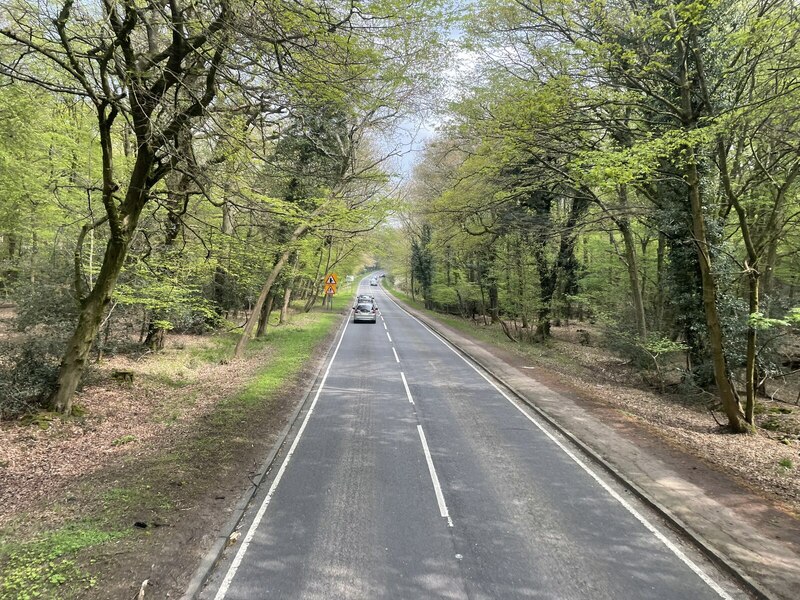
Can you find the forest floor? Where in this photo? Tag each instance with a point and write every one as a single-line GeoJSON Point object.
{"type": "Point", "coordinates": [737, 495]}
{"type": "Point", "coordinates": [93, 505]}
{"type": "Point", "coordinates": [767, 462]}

____________

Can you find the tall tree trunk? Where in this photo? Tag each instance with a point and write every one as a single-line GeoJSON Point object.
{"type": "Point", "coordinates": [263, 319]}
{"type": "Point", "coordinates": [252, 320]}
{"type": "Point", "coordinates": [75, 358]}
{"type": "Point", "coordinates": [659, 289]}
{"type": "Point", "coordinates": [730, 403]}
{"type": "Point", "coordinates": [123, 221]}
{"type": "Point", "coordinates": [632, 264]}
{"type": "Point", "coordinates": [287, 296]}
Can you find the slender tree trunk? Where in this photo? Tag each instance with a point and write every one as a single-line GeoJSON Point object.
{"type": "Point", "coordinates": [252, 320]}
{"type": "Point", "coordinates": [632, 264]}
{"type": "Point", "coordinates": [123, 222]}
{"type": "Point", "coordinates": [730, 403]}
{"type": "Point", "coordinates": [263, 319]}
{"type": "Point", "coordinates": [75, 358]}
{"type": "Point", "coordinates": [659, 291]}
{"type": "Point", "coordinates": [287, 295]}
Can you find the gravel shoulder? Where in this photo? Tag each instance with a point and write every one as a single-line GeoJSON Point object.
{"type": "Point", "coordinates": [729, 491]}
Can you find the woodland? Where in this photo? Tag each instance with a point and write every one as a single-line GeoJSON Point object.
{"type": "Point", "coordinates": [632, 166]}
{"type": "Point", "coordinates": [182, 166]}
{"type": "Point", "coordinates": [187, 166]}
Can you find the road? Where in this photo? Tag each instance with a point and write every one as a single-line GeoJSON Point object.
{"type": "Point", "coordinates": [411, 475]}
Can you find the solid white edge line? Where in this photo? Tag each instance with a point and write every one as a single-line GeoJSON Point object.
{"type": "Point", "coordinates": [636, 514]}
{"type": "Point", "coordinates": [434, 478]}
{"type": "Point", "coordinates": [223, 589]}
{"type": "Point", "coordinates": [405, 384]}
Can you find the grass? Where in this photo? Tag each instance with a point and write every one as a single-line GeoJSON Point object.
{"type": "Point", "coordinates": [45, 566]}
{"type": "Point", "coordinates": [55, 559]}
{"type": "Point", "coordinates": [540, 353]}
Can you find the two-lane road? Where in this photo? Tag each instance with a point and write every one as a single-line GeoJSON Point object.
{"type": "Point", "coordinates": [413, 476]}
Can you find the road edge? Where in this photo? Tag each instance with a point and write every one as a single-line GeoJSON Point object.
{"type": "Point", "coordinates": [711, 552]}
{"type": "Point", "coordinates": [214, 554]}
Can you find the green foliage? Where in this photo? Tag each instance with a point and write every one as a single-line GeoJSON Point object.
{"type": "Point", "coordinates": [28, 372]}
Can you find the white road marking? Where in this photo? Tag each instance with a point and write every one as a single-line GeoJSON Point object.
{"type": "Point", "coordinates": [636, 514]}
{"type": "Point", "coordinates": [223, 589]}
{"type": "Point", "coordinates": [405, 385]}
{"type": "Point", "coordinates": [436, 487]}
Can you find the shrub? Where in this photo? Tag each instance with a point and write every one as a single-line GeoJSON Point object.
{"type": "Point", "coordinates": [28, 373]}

____________

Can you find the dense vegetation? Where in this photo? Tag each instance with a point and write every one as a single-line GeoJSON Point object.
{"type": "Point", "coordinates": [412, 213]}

____________

## EXERCISE TASK
Locate each line in the records that contains the word "edge", and copy every such line in full.

## OUTPUT FOR THIS TASK
Can you find the solid white edge line? Where in this photo? Tag each instance with a point and write every one as a single-line GeoJSON Point object.
Can you find the road edge? Where in this photo? Tag each instance with a point and write every one as a single-line GeoJSON Point object.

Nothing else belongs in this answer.